> EXERCISE: Return verbatim the run of lines that opens with the line holding "Check that every instance of the window" and closes with the last line of the records.

[Data entries]
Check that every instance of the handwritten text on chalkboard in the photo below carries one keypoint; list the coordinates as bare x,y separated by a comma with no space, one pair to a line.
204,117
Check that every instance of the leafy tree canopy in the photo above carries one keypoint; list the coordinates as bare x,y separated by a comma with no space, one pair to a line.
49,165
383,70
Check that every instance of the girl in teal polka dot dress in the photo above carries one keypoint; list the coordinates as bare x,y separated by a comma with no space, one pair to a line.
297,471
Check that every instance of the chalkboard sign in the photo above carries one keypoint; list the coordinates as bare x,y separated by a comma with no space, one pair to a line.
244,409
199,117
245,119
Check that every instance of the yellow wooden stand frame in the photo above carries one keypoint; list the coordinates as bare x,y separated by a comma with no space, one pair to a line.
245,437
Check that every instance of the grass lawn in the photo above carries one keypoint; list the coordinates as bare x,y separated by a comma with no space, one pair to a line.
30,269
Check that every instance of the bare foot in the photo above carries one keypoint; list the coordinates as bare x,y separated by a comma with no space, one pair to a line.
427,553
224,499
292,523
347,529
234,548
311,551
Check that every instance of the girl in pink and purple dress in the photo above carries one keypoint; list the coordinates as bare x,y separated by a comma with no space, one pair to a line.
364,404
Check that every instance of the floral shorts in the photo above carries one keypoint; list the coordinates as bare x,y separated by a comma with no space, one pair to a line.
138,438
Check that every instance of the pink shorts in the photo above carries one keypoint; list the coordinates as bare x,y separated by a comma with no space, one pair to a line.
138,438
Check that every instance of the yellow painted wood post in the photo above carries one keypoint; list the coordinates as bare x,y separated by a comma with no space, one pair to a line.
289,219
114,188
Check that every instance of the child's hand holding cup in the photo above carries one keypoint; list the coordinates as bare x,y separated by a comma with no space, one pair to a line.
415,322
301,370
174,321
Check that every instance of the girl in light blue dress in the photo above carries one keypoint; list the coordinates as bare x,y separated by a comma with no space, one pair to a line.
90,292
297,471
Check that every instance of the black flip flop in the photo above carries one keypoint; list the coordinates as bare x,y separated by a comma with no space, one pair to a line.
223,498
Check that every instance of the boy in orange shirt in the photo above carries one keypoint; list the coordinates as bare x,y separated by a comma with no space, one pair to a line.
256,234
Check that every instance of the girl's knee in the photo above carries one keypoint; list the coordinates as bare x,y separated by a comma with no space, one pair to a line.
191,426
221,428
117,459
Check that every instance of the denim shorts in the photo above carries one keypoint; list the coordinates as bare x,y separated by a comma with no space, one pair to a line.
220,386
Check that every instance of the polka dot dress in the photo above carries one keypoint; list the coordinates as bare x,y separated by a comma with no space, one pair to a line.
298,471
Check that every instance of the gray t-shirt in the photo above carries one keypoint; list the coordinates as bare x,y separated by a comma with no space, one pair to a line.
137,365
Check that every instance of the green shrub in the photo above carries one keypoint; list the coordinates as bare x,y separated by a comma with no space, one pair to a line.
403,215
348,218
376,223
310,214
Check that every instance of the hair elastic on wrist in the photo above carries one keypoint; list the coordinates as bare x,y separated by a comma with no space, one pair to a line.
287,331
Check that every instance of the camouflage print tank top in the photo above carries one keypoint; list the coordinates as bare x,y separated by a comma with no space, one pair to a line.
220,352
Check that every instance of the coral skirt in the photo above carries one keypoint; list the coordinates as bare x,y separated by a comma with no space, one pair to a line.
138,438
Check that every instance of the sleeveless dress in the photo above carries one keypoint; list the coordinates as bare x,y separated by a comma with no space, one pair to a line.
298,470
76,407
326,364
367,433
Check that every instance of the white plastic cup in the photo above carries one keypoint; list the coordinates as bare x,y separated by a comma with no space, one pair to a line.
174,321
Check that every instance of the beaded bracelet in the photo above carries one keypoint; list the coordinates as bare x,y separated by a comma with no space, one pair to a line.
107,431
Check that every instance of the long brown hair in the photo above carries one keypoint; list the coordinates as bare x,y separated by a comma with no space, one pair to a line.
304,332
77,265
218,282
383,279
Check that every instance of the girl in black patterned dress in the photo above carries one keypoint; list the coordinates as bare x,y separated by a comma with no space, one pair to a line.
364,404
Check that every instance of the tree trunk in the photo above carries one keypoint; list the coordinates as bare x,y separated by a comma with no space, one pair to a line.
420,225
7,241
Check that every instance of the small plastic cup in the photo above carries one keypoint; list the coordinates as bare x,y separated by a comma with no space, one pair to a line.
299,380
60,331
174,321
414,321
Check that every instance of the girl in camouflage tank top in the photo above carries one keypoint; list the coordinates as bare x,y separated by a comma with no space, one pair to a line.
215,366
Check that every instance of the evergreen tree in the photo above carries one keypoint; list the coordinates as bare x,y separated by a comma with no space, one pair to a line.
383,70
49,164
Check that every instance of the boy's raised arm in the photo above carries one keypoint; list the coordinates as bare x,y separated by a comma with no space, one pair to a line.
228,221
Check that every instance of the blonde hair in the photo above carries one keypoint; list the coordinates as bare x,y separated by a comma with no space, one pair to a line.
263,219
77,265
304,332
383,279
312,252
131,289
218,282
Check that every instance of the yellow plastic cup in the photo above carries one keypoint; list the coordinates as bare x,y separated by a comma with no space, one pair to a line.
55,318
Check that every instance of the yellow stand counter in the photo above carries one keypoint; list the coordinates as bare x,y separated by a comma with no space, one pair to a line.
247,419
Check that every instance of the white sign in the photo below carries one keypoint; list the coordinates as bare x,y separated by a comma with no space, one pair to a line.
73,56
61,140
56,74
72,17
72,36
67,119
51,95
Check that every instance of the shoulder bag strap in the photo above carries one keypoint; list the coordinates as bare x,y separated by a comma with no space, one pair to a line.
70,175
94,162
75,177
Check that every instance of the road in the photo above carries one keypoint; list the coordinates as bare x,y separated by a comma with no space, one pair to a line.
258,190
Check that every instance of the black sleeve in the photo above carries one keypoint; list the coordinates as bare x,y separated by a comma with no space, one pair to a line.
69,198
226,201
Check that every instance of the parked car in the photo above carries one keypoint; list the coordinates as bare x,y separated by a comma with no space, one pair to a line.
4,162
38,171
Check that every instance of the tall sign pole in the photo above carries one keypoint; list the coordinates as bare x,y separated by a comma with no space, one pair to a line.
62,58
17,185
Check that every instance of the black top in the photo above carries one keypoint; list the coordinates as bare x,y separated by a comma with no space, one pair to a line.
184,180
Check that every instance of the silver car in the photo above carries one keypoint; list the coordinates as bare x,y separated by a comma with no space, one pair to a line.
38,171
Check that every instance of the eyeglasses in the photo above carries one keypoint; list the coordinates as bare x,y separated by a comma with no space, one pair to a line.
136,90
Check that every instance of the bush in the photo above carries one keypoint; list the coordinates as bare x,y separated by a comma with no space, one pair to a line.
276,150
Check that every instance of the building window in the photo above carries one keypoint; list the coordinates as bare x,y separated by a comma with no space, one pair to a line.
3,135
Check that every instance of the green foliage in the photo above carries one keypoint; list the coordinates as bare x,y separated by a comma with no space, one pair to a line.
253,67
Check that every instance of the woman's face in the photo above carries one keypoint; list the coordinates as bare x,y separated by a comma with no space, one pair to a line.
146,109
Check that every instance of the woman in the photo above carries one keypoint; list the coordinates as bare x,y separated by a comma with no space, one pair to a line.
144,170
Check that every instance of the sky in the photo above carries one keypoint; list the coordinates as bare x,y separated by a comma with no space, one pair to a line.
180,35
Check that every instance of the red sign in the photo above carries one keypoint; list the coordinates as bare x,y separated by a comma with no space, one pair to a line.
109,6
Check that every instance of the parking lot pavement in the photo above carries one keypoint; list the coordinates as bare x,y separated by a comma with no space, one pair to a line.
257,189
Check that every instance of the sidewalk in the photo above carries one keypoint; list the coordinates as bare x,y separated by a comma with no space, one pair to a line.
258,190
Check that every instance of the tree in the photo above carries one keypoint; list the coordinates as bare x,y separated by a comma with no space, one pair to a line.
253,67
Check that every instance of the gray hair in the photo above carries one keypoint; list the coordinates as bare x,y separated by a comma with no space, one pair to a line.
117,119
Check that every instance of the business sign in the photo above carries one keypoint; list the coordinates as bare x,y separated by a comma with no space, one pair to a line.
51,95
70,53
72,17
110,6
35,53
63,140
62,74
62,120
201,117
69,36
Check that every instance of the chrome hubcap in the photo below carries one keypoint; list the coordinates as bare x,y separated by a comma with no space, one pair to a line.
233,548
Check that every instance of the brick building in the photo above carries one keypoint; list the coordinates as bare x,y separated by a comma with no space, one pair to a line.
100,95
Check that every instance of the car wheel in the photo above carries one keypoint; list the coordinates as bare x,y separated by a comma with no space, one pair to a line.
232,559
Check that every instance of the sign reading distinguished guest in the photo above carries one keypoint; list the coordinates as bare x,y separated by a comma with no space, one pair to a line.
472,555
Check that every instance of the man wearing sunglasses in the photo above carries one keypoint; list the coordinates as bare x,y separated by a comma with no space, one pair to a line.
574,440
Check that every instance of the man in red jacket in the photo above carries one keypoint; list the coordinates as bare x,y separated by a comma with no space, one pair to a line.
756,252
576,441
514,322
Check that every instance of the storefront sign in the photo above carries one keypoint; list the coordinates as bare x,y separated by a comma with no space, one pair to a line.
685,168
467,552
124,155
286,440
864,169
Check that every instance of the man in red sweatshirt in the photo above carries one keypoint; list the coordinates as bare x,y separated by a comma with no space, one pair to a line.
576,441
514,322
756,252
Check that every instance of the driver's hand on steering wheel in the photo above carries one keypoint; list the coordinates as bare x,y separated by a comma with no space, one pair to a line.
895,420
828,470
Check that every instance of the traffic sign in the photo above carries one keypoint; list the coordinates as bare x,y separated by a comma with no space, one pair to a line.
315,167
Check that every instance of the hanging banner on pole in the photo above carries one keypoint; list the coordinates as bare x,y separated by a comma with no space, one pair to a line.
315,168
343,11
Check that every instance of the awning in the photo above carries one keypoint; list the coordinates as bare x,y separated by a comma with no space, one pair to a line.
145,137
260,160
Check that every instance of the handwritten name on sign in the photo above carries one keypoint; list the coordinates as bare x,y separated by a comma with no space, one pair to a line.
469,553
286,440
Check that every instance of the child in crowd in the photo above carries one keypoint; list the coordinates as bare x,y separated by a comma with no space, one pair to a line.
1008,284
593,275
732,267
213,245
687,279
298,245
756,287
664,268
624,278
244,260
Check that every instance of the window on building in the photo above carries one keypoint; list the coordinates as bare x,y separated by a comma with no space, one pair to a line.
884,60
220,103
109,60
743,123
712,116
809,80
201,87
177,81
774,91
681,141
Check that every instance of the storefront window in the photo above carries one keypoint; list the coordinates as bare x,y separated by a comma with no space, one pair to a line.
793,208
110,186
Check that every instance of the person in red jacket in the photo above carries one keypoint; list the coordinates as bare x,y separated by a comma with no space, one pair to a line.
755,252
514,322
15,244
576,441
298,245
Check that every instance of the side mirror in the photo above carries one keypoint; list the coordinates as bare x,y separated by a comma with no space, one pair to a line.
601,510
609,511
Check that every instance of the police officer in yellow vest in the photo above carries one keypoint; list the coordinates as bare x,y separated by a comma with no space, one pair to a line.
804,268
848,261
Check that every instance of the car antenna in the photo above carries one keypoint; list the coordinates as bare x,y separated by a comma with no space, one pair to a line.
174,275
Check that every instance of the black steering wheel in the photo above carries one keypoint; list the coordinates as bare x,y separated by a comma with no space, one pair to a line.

> CORRECT ANSWER:
Check that every instance of the window on building in the photo above carries one keypoint; list the coordinates as bare x,y separated by a comma with no space, one pair to a line.
884,60
220,103
109,60
743,123
712,116
809,80
201,87
177,81
774,91
681,141
Check that every instance of the storefront window in the photo above carries one keypoint; list the coordinates as bare x,y separated by a comma with no space, one pair to a line.
793,208
110,186
Check that every instance of the person in red jacket in the photo above carries one keypoint; list the coordinates as bare x,y separated by a comma with no space, one pair to a line.
755,252
514,322
15,244
576,441
298,245
Check that every instance of the side mirror in the photo above carries one keypoint; list the coordinates as bare x,y separated by a comma with no space, one pair to a line.
601,510
609,511
Check that every instance of the police officer in yellow vest in the photo above carries one keypoint; list the coordinates as bare x,y separated by a comma with no space, one pair to a line.
804,268
848,261
Check that every instance of the car antenna in the photo above carries one keypoint; list the coordinates as bare x,y separated by a comma with no space, one pair to a line.
174,275
Check that every instance of the black steering wheel in the photo above carries one keypoint; list the coordinates as bare x,y separated by a comma with no space, one pair to a line.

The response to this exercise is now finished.